■ Task directions ■
Could you give the entries from the first line up to and including the line with "[1056, 654]" as a two-column CSV headed entry and answer, with one row per entry, each field quoted and line breaks replaced by spaces? Leave the pictures out.
═══ Given entries ═══
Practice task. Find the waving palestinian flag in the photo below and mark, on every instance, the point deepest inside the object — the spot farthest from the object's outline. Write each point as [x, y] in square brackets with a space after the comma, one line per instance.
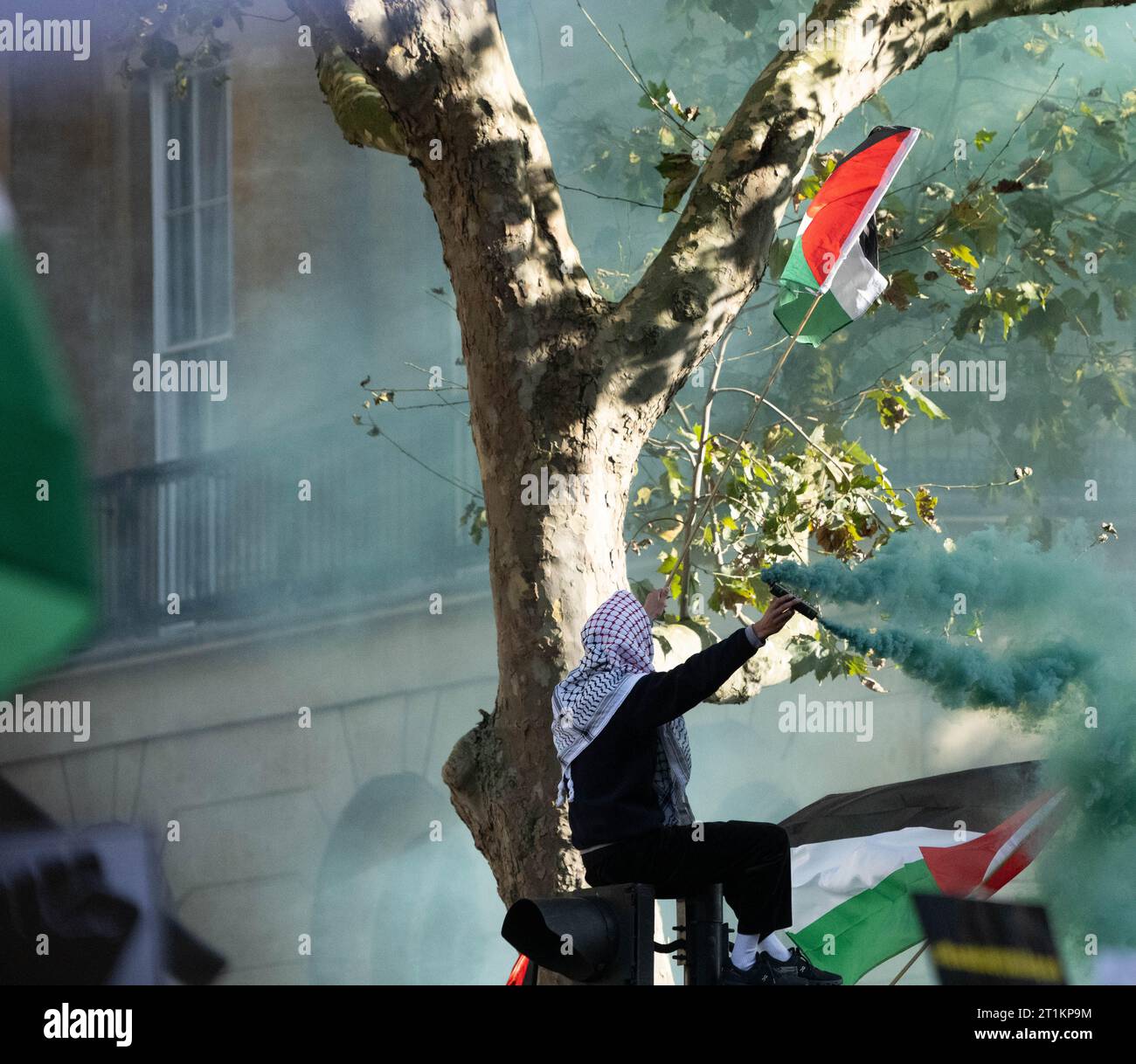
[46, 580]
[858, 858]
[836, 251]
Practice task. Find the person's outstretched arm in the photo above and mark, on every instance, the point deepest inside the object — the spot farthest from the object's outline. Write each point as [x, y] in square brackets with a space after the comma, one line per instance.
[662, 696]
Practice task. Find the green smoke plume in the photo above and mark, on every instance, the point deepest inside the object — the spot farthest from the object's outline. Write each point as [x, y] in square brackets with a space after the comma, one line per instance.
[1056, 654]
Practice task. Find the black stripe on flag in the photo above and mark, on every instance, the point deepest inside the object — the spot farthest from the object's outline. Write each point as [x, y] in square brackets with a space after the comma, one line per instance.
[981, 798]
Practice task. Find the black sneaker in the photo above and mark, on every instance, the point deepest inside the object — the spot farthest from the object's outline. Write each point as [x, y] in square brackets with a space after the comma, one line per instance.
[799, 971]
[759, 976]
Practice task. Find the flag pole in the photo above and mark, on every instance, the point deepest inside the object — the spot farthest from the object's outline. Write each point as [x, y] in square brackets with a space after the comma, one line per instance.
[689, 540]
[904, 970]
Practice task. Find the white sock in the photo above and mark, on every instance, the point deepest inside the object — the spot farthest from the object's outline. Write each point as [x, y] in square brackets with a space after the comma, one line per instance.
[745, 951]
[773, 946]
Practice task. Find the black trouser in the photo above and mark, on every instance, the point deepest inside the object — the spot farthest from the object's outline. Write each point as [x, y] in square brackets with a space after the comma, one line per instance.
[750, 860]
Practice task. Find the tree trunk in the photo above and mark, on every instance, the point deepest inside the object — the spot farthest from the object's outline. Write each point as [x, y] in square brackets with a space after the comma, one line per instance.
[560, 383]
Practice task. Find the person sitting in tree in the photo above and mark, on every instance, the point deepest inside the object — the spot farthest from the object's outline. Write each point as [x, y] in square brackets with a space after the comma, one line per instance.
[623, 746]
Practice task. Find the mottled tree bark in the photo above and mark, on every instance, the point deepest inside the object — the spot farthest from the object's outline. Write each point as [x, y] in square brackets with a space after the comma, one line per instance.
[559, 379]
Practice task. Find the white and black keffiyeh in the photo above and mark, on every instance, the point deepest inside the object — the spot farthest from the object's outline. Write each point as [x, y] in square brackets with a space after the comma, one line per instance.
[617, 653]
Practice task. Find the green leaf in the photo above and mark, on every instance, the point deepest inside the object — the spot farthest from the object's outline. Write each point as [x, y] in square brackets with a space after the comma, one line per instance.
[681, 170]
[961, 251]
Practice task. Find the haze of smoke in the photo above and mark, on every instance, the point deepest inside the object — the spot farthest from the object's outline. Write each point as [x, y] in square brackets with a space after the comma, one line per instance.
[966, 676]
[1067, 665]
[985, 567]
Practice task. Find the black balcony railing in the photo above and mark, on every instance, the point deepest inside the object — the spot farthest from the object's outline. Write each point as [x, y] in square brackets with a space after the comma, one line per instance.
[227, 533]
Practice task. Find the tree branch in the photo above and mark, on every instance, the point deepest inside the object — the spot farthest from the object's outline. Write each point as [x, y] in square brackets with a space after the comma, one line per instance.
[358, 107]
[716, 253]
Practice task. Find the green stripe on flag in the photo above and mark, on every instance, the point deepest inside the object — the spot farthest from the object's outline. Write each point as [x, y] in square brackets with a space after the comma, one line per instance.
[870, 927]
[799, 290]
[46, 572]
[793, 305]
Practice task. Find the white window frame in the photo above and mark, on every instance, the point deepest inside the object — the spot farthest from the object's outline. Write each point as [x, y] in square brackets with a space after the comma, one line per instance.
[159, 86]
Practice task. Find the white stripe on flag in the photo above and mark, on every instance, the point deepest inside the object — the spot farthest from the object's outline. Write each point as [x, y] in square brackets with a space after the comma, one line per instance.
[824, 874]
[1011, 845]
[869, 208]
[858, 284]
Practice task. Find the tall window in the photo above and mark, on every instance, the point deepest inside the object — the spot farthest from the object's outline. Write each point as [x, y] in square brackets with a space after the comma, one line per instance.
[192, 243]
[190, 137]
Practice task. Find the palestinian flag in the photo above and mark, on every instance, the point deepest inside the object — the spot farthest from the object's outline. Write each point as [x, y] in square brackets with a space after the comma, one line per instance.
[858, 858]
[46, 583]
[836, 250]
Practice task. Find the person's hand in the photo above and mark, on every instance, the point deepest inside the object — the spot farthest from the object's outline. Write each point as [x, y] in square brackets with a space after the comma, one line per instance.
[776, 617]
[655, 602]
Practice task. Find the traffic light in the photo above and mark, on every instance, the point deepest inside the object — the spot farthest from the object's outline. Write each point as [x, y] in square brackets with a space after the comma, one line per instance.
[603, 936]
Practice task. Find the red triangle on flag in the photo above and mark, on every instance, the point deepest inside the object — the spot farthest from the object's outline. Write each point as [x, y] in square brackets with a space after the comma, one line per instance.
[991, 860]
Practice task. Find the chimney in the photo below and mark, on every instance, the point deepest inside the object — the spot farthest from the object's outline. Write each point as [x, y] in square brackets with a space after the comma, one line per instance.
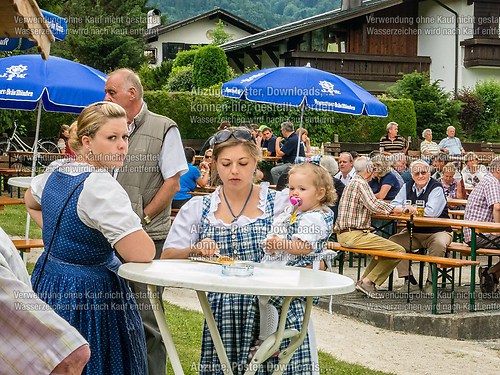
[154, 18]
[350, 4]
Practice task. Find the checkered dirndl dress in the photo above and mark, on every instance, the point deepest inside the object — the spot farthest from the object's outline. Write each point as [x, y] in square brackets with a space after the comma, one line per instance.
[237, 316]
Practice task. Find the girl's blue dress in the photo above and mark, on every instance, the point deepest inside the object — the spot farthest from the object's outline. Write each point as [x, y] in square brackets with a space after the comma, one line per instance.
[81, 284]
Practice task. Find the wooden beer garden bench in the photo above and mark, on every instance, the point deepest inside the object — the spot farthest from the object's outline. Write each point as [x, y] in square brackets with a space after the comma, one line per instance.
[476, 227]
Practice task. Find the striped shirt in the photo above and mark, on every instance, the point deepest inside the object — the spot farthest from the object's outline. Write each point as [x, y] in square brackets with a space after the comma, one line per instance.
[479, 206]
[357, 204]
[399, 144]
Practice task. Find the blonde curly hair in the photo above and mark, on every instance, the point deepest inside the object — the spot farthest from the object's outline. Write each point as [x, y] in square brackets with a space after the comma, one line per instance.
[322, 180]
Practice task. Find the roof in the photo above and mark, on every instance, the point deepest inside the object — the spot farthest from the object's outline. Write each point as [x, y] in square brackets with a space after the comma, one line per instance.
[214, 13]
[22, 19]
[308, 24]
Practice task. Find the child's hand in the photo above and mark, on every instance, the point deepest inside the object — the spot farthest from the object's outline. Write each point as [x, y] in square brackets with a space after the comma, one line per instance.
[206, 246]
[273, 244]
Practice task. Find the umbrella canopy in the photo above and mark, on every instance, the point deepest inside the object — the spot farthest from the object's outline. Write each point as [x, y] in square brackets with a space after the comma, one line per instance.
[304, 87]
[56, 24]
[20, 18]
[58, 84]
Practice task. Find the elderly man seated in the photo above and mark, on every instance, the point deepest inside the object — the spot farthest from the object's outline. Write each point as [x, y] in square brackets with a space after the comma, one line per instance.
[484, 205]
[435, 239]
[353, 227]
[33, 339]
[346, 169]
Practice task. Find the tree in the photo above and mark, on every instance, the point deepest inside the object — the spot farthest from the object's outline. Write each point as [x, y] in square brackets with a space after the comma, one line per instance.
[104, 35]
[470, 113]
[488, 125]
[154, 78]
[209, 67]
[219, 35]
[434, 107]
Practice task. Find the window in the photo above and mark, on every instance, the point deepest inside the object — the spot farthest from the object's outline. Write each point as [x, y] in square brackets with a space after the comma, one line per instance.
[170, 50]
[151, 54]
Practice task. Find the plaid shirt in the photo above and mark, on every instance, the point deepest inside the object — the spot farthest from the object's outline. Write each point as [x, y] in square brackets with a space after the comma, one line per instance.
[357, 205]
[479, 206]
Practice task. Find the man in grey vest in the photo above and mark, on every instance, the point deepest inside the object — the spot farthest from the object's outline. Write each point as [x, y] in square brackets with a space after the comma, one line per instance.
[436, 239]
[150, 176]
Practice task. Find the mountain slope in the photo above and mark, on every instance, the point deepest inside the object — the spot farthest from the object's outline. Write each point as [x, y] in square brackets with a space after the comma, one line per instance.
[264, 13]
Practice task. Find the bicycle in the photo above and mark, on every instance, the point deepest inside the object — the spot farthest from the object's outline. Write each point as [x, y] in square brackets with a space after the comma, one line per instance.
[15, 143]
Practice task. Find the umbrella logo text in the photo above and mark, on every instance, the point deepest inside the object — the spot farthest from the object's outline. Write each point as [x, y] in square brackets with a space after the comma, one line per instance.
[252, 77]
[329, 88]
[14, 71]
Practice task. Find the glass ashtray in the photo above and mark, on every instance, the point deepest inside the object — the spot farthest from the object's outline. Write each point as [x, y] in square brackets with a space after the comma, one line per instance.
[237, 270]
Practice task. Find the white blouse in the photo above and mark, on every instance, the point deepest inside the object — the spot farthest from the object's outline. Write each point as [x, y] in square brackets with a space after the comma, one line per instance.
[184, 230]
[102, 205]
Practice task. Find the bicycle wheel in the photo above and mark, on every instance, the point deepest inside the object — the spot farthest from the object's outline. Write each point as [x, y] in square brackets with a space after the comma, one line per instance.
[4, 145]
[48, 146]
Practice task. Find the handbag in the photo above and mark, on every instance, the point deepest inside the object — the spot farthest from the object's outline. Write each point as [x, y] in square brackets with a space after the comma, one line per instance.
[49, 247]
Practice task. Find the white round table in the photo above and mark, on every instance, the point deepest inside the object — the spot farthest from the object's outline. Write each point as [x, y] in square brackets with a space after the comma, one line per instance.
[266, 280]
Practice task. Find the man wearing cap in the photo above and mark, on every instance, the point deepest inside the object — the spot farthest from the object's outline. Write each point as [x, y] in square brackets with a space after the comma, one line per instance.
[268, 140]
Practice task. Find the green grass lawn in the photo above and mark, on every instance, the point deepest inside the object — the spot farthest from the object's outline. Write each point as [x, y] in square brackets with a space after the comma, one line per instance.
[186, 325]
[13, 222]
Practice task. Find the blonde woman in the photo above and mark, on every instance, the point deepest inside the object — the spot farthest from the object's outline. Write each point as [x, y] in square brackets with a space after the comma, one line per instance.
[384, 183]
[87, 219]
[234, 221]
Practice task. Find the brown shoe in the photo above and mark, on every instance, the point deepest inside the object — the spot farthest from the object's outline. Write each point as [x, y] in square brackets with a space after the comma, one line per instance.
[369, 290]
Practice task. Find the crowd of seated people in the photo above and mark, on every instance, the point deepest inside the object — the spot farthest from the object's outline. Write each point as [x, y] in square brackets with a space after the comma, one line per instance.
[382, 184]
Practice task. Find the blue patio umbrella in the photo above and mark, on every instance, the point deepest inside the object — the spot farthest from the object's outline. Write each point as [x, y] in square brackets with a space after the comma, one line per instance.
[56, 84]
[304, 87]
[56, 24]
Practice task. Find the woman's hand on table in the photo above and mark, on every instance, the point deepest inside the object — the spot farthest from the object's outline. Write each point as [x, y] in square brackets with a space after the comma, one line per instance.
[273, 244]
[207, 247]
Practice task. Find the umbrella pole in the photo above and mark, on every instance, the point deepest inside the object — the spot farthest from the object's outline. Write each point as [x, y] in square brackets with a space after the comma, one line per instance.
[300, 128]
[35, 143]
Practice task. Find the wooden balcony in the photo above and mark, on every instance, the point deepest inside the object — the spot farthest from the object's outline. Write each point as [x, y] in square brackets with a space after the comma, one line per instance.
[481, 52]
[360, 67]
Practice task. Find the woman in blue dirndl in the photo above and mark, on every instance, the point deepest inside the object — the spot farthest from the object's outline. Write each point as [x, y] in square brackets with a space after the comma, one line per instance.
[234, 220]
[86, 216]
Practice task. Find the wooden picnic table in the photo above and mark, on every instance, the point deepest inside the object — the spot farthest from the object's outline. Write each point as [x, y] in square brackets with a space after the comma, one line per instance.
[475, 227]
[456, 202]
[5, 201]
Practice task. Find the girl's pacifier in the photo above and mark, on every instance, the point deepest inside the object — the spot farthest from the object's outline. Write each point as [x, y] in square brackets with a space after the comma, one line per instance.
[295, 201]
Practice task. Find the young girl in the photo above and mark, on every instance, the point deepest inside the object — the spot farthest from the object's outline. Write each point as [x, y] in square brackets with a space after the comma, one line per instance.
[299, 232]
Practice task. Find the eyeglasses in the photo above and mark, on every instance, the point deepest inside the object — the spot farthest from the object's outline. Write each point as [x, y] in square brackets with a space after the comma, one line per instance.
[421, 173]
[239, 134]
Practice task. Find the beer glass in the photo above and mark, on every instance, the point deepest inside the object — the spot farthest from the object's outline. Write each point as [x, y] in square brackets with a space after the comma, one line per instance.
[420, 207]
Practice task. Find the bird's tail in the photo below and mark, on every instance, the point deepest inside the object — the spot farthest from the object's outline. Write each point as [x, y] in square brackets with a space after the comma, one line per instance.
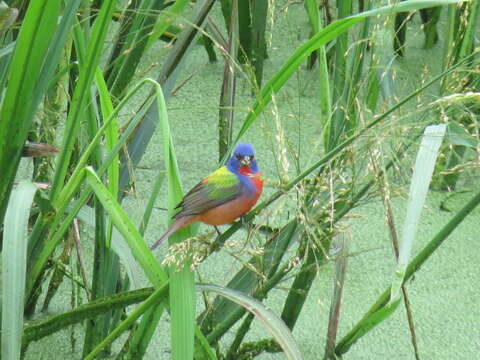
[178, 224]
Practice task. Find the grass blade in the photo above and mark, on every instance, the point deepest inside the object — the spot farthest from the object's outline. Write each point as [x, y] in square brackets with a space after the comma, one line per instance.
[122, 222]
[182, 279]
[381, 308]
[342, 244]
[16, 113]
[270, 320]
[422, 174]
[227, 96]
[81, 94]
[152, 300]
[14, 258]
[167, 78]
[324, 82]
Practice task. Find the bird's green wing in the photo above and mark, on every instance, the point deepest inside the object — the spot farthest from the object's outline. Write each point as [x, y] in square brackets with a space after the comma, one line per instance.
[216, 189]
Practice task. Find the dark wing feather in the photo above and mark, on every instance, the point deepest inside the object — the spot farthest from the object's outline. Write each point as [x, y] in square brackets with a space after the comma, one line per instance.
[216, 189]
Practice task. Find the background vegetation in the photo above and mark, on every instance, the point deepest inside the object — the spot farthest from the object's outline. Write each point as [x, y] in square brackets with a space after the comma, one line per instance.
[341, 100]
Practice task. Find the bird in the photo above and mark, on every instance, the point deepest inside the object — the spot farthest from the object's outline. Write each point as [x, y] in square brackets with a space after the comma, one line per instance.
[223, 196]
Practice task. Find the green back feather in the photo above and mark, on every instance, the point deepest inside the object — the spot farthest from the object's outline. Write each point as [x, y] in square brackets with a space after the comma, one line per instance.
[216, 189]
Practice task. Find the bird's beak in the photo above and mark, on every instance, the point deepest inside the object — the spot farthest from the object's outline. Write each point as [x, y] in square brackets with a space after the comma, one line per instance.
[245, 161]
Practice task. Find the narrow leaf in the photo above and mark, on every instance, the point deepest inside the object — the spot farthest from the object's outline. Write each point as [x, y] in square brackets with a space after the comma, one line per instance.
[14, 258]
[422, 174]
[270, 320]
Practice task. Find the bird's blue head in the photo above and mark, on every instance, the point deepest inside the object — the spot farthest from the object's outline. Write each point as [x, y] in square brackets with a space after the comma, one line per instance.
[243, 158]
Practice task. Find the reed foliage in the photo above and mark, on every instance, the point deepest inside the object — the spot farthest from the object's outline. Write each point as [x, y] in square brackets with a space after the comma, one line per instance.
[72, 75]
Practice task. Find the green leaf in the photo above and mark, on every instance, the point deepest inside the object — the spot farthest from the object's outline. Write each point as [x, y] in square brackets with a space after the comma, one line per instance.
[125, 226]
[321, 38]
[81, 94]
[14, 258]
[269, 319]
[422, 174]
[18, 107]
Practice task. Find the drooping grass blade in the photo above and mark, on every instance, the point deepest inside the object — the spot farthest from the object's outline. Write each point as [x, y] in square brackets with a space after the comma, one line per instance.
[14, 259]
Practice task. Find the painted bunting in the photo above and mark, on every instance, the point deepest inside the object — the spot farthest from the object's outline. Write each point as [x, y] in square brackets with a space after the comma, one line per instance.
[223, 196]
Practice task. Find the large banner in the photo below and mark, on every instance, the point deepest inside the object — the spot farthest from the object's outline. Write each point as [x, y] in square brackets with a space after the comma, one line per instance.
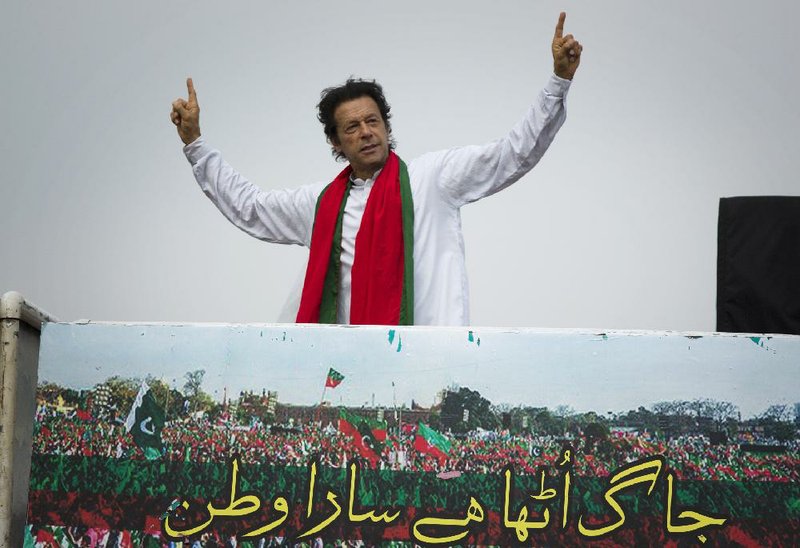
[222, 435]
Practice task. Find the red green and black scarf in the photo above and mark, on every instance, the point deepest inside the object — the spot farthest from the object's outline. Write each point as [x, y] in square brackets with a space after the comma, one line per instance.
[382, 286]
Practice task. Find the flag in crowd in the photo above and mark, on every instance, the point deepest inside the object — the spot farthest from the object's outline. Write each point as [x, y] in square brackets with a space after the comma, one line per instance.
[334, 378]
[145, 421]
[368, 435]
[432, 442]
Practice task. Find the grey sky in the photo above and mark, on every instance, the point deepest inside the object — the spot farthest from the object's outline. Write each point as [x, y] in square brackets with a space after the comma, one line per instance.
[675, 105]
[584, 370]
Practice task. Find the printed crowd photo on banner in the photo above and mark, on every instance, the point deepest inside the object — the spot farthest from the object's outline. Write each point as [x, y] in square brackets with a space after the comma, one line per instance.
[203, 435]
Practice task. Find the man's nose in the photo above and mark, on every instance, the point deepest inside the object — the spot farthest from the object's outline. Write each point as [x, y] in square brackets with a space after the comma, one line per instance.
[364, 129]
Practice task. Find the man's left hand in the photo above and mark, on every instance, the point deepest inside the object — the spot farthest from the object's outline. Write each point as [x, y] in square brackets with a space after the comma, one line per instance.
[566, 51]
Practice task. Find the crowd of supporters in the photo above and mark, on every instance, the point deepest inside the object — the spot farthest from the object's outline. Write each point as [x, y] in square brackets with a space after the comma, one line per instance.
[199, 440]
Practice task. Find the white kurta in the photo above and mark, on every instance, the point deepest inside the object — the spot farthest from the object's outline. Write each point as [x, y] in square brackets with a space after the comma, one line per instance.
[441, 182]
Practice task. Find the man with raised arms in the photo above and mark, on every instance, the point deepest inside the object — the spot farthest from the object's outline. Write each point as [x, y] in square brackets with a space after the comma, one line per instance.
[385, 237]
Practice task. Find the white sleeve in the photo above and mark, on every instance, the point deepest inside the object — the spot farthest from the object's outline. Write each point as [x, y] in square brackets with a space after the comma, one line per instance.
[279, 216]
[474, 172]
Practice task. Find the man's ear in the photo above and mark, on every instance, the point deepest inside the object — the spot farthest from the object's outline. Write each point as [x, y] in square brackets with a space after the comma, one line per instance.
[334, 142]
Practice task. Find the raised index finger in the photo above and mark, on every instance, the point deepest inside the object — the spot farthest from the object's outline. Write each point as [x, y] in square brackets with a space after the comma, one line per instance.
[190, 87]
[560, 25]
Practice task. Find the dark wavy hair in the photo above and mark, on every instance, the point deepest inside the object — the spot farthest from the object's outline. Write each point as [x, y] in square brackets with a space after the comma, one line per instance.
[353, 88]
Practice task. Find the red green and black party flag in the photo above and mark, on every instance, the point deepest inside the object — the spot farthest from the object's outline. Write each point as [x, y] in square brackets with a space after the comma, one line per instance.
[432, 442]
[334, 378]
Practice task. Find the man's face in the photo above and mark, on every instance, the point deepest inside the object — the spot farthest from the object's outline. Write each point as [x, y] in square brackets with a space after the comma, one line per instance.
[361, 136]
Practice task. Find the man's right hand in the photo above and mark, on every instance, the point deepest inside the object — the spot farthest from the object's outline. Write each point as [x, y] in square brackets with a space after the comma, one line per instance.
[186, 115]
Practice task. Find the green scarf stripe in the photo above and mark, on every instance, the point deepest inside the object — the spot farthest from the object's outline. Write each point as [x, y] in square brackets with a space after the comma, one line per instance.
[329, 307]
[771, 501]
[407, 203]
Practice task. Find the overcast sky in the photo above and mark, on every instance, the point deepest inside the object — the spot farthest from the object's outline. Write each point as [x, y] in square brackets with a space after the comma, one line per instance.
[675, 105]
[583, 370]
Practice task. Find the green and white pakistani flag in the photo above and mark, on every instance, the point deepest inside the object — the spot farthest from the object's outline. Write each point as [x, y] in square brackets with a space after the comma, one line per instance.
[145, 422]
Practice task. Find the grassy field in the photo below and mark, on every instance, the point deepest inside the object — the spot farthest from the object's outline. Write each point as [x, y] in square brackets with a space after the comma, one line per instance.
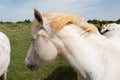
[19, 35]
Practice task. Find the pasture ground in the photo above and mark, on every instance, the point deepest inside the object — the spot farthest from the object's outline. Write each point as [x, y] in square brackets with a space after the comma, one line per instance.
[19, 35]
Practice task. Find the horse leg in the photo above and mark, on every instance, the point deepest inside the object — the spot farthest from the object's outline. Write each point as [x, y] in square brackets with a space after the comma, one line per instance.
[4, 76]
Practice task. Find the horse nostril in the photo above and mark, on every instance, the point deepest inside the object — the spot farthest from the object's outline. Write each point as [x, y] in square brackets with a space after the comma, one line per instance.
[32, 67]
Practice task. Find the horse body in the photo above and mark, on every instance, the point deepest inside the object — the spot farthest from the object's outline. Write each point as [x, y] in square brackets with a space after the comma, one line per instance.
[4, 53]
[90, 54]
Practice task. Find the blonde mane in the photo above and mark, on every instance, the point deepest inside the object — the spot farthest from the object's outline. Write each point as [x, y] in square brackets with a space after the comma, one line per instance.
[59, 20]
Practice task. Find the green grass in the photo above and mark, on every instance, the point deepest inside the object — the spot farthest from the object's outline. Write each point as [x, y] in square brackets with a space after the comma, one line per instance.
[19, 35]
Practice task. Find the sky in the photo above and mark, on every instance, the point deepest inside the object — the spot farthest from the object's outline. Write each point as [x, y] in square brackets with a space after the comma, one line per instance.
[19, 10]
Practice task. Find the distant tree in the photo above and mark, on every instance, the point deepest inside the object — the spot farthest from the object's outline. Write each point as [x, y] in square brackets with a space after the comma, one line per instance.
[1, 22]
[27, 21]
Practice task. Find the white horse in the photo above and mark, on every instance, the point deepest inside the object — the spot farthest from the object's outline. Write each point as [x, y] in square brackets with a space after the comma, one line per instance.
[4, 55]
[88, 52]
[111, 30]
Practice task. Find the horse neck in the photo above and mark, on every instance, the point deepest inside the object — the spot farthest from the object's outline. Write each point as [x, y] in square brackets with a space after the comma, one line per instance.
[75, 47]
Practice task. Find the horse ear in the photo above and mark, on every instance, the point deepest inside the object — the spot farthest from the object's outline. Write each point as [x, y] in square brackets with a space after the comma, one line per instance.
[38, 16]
═══
■ Task answer ■
entry,answer
"Practice task. Find the waving palestinian flag in the photo below and mark, on every instance, the point deepest inside the object — the spot farthest from the object's outline. Write each point as [x, y] in square brackets with a space after the comma, one line per instance.","[46, 580] [858, 858] [836, 251]"
"Practice task. Find the person's outstretched arm in the photo above and mark, on every instance, the point deepest inside the object — the spot farthest from the object's outline. Write each point as [x, y] in square brackets with a space after the comma, one line per instance.","[662, 696]"
"Practice task. Find the green smoke plume in the photo above and mark, on every instance, the point deepest inside the object — the spot farthest from the object's outline. Write each point as [x, y] in square brackets with a space after the comma, one line per instance.","[1056, 654]"